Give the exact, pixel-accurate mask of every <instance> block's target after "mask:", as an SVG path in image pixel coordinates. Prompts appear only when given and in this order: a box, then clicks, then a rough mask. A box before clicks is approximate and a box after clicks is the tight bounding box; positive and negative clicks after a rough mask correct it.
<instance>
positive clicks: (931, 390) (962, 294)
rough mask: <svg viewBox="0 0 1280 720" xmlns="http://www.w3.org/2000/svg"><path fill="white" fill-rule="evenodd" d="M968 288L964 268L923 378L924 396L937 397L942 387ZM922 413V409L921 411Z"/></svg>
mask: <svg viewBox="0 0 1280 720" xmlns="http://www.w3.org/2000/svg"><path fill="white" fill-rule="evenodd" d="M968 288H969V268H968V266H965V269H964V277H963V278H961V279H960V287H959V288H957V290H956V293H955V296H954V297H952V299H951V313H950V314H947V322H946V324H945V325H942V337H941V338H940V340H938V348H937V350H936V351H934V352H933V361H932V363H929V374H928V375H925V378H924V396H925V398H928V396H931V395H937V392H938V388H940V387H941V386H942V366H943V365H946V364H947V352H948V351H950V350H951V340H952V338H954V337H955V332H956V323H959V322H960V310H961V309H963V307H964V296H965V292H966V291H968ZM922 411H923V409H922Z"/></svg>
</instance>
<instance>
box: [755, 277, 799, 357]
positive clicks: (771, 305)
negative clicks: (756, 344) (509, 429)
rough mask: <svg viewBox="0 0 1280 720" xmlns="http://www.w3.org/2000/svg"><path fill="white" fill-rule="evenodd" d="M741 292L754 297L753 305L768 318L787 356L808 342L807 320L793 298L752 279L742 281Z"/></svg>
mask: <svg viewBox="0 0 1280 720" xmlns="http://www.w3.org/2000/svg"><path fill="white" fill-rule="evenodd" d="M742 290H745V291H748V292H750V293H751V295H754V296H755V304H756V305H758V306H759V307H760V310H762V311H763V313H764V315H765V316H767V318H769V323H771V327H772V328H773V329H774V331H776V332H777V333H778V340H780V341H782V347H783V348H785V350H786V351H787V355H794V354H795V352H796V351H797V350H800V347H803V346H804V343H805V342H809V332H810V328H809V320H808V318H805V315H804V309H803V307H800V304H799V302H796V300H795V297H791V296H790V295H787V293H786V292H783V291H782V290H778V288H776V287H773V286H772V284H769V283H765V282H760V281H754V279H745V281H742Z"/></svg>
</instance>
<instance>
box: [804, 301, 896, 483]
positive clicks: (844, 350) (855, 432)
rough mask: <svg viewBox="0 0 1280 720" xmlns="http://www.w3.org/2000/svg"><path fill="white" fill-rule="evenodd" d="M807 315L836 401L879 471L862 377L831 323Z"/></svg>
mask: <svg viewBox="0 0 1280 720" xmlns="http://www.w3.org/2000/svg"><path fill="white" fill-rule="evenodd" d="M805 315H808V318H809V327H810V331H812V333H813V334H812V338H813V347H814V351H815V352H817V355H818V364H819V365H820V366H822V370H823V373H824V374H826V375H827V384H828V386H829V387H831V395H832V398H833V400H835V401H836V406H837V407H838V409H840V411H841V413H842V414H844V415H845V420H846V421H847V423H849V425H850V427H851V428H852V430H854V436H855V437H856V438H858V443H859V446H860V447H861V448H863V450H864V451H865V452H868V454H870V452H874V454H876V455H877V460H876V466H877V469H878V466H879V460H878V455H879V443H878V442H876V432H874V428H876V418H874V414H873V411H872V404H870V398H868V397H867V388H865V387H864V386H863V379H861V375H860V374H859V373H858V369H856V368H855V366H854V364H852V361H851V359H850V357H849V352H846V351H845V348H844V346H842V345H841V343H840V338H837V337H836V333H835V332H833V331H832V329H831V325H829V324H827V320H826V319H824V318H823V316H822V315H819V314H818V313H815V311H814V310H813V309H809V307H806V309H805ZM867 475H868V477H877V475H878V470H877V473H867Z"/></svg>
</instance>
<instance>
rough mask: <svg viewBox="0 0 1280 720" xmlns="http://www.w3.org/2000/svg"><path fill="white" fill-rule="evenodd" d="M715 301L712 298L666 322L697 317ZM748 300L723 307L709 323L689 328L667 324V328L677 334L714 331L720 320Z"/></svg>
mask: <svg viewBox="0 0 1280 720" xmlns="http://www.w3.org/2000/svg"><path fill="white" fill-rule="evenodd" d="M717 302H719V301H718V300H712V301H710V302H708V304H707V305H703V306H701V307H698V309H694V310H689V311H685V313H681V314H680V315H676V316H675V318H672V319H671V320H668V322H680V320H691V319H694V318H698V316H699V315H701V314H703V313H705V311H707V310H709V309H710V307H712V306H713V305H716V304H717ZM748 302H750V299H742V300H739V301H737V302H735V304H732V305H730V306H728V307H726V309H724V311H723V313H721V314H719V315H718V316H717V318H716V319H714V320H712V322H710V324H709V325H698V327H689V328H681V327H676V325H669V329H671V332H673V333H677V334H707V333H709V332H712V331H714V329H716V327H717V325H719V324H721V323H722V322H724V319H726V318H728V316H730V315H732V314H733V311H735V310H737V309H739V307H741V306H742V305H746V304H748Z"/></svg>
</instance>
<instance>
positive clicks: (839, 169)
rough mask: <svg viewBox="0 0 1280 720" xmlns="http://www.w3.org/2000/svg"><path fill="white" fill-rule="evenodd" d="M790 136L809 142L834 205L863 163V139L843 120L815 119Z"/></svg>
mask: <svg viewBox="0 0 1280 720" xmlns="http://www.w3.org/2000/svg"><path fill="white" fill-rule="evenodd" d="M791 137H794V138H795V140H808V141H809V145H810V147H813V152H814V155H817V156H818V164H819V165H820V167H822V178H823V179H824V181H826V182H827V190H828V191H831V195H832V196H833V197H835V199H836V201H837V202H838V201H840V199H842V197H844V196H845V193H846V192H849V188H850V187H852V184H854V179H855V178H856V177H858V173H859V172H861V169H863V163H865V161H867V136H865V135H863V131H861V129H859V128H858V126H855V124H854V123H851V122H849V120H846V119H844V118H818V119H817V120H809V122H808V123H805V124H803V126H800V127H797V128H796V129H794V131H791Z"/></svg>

---------------

Return the full listing unchanged.

Result for this exercise —
Give the exact, pixel-accurate mask of every <instance> block's target after "mask:", as an SVG path in image pixel coordinates. Prompts appear only when given and in this order: a box, then clicks, then a rough mask. A box before clicks is approximate and a box after clicks is the tight bounding box; positive and negative clicks after a rough mask correct it.
<instance>
positive clicks: (931, 390) (962, 294)
rough mask: <svg viewBox="0 0 1280 720" xmlns="http://www.w3.org/2000/svg"><path fill="white" fill-rule="evenodd" d="M968 288L964 268L923 378L924 396L937 397L942 387ZM922 413V409L921 411Z"/></svg>
mask: <svg viewBox="0 0 1280 720" xmlns="http://www.w3.org/2000/svg"><path fill="white" fill-rule="evenodd" d="M968 288H969V268H968V266H965V269H964V277H963V278H961V279H960V287H959V288H957V290H956V293H955V296H954V297H952V299H951V313H950V314H947V322H946V324H945V325H942V337H941V338H940V340H938V348H937V350H936V351H934V352H933V361H932V363H929V374H928V375H925V378H924V396H925V398H928V396H931V395H937V392H938V388H940V387H941V386H942V366H943V365H946V364H947V352H948V351H950V350H951V340H952V338H954V337H955V332H956V323H959V322H960V310H961V309H963V307H964V296H965V292H966V291H968ZM922 411H923V409H922Z"/></svg>
</instance>
<instance>
box: [755, 277, 799, 357]
positive clicks: (771, 305)
negative clicks: (756, 344) (509, 429)
rough mask: <svg viewBox="0 0 1280 720" xmlns="http://www.w3.org/2000/svg"><path fill="white" fill-rule="evenodd" d="M741 292L754 297L753 305L768 318L787 356L808 342L807 320L793 298L752 279L742 281Z"/></svg>
mask: <svg viewBox="0 0 1280 720" xmlns="http://www.w3.org/2000/svg"><path fill="white" fill-rule="evenodd" d="M742 290H745V291H748V292H750V293H751V295H754V296H755V304H756V305H758V306H759V307H760V310H762V311H763V313H764V315H765V316H767V318H769V323H771V327H772V328H773V329H774V331H776V332H777V333H778V340H780V341H782V347H783V348H785V350H786V351H787V355H794V354H795V352H796V351H797V350H800V347H803V346H804V343H805V342H809V332H810V328H809V320H808V318H805V315H804V309H803V307H800V304H799V302H796V300H795V297H791V296H790V295H787V293H786V292H783V291H782V290H778V288H776V287H773V286H772V284H769V283H765V282H760V281H754V279H745V281H742Z"/></svg>
</instance>
<instance>
box: [804, 301, 896, 483]
positive clicks: (844, 350) (855, 432)
rough mask: <svg viewBox="0 0 1280 720" xmlns="http://www.w3.org/2000/svg"><path fill="white" fill-rule="evenodd" d="M807 315L836 401L879 471L862 377L831 323Z"/></svg>
mask: <svg viewBox="0 0 1280 720" xmlns="http://www.w3.org/2000/svg"><path fill="white" fill-rule="evenodd" d="M805 315H808V318H809V327H810V331H812V333H813V334H812V338H813V347H814V351H815V352H817V355H818V364H819V365H820V366H822V370H823V373H824V374H826V375H827V384H828V386H829V387H831V395H832V398H833V400H835V401H836V406H837V407H838V409H840V411H841V413H842V414H844V415H845V420H846V421H847V423H849V425H850V427H851V428H852V430H854V436H855V437H856V438H858V443H859V446H860V447H861V448H863V450H864V451H865V452H868V454H870V452H874V454H876V455H877V460H876V466H877V469H878V466H879V460H878V455H879V443H878V442H876V432H874V428H876V418H874V414H873V411H872V404H870V398H868V397H867V388H865V387H864V386H863V379H861V375H860V374H859V373H858V369H856V368H855V366H854V364H852V361H851V359H850V357H849V352H846V351H845V348H844V346H842V345H841V343H840V338H837V337H836V333H835V332H833V331H832V329H831V325H829V324H827V320H826V319H824V318H823V316H822V315H819V314H818V313H815V311H814V310H813V309H809V307H806V309H805ZM867 475H868V477H877V475H878V470H877V473H867Z"/></svg>
</instance>
<instance>
rough mask: <svg viewBox="0 0 1280 720" xmlns="http://www.w3.org/2000/svg"><path fill="white" fill-rule="evenodd" d="M715 301L712 298L666 322L697 317ZM748 300L723 307L709 323L689 328L667 324V328L677 334L714 331L720 320Z"/></svg>
mask: <svg viewBox="0 0 1280 720" xmlns="http://www.w3.org/2000/svg"><path fill="white" fill-rule="evenodd" d="M717 302H719V301H718V300H712V301H710V302H708V304H707V305H703V306H701V307H698V309H694V310H689V311H685V313H681V314H680V315H676V316H675V318H672V319H671V320H668V322H680V320H691V319H694V318H698V316H699V315H701V314H703V313H705V311H707V310H709V309H710V307H712V306H713V305H716V304H717ZM748 302H750V299H742V300H739V301H737V302H735V304H732V305H730V306H728V307H726V309H724V311H723V313H721V314H719V315H718V316H717V318H716V319H714V320H712V322H710V324H709V325H698V327H689V328H681V327H676V325H669V329H671V332H673V333H677V334H707V333H709V332H712V331H714V329H716V327H717V325H719V324H721V323H722V322H724V319H726V318H728V316H730V315H732V314H733V311H735V310H737V309H739V307H741V306H742V305H746V304H748Z"/></svg>
</instance>
<instance>
positive clicks: (839, 169)
rough mask: <svg viewBox="0 0 1280 720" xmlns="http://www.w3.org/2000/svg"><path fill="white" fill-rule="evenodd" d="M790 136L809 142L834 205L863 163V139L843 120L815 119Z"/></svg>
mask: <svg viewBox="0 0 1280 720" xmlns="http://www.w3.org/2000/svg"><path fill="white" fill-rule="evenodd" d="M791 137H794V138H795V140H808V141H809V145H810V147H813V152H814V155H817V156H818V164H819V165H820V167H822V178H823V179H824V181H826V182H827V190H828V191H831V195H832V196H833V197H835V199H836V201H837V202H838V201H840V199H842V197H844V196H845V193H846V192H849V188H850V187H852V184H854V179H855V178H856V177H858V173H859V172H861V169H863V163H865V161H867V136H865V135H863V131H861V129H859V128H858V126H855V124H854V123H851V122H849V120H846V119H844V118H818V119H817V120H809V122H808V123H805V124H803V126H800V127H797V128H796V129H794V131H791Z"/></svg>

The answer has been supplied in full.